Which all-capital abbreviations appear in the passage on UNICEF WASH programming? List each one once.

Source passage:
▬▬▬
Overall there is still room for improvement for UNICEF to integrate the equity agenda consistently and adequately in its WASH programming, especially in water supply and WASH in schools. More reflection is needed to provide WASH ‘leaving no one behind’.

Scalability

The performance of UNICEF WASH programming in terms of scaling up is moderate, except for CLTS where performance is higher.

Spontaneous diffusion of WASH interventions and results is not well documented. Evidence shows however that such a diffusion is limited, mainly because on the one hand WASH interventions are usually technology and cost intensive, and on the other hand improvements in sanitation and hygiene related behaviours and capacities require intensive and repeated efforts that are not easily internalised by beneficiaries and stakeholders without external support. While encouraged or organised replication can strongly contribute to the efficiency and impact of WASH programmes, it is neither formally included from the outset as an objective in the design of most programmes, nor integrated in programme logical frameworks (logframes) and intervention strategies described in evaluation reports. It could be better planned for and driven not only by UNICEF but also by governments and donors. Evaluations in six countries found that UNICEF played an important role in bringing together stakeholders who previously worked in silos in development settings, to share experiences and tools developed in regular programming and to encourage their replication. Cases like these illustrate the strength of UNICEF being both an actor in development and emergency settings and taking on the role of WASH cluster coordinator in case of an emergency.
▬▬▬
[Point annotations for photos]
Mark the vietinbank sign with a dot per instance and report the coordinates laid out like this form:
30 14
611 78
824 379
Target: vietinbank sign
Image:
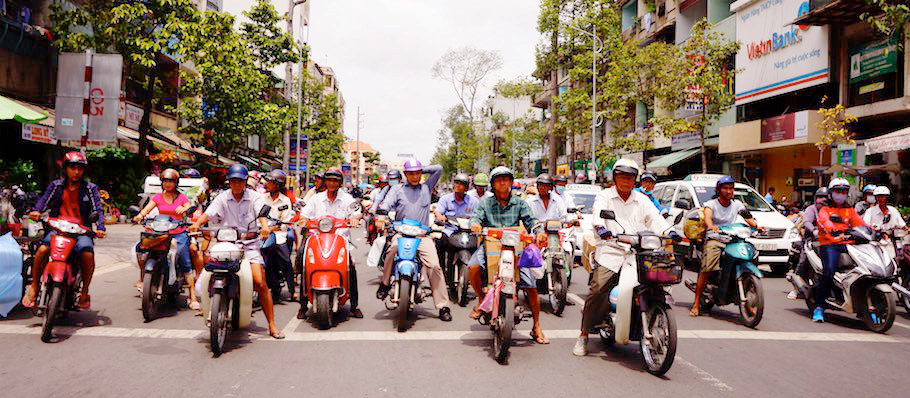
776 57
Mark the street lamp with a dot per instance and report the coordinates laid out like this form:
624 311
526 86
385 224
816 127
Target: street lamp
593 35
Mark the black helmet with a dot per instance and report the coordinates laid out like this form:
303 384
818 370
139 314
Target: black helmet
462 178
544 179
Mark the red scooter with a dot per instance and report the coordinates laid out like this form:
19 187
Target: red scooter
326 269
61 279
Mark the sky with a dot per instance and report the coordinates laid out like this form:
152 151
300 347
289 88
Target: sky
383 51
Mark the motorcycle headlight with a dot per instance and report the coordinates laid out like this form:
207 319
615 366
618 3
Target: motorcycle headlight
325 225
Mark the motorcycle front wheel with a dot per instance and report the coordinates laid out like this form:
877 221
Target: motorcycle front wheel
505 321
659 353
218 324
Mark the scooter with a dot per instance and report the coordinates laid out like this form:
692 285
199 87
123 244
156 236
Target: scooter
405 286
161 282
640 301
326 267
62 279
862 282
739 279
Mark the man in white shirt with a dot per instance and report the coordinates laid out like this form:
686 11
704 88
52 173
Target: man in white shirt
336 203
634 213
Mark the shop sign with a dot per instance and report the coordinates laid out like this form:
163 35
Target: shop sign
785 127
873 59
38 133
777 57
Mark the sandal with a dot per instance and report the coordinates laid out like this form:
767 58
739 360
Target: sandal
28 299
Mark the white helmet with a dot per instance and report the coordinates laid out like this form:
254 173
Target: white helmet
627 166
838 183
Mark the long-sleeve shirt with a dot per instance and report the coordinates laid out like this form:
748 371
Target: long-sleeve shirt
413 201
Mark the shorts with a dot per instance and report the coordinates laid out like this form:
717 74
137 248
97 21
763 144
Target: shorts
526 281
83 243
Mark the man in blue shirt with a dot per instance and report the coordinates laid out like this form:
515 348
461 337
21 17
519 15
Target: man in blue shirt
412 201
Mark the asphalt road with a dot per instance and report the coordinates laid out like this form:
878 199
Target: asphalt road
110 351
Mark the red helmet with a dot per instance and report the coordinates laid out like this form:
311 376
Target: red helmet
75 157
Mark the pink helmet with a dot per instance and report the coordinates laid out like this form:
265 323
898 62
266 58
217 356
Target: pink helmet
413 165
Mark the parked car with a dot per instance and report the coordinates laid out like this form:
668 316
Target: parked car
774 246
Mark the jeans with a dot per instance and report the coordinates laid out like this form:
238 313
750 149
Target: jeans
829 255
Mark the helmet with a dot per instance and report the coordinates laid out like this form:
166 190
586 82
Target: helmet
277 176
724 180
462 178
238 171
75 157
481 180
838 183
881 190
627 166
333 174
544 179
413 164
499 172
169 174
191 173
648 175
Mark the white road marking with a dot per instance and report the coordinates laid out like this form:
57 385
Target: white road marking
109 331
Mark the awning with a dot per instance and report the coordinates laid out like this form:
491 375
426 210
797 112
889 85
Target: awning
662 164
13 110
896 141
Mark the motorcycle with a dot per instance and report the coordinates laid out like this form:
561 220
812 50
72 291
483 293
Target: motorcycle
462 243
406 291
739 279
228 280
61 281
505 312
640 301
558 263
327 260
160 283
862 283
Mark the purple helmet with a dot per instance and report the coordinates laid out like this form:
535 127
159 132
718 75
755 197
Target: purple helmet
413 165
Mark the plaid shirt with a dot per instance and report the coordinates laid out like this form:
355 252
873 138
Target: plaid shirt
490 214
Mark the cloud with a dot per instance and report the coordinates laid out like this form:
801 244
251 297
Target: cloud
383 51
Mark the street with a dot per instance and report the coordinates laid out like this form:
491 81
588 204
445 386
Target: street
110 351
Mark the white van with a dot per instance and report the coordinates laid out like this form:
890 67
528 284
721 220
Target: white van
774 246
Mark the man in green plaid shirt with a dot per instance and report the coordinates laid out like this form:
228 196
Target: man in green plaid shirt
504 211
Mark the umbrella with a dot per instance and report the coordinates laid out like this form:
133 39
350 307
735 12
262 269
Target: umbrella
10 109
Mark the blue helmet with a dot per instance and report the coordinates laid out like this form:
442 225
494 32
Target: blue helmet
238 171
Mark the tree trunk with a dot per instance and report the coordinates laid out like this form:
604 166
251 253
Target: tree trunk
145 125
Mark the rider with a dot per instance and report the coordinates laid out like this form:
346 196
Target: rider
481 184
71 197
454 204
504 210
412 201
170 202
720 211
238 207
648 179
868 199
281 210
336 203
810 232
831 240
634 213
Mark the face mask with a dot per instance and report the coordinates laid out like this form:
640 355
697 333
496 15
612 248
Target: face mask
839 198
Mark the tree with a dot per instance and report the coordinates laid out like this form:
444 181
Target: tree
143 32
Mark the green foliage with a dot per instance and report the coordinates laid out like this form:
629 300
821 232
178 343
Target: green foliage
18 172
▬▬▬
Answer to the problem: UNICEF, WASH, CLTS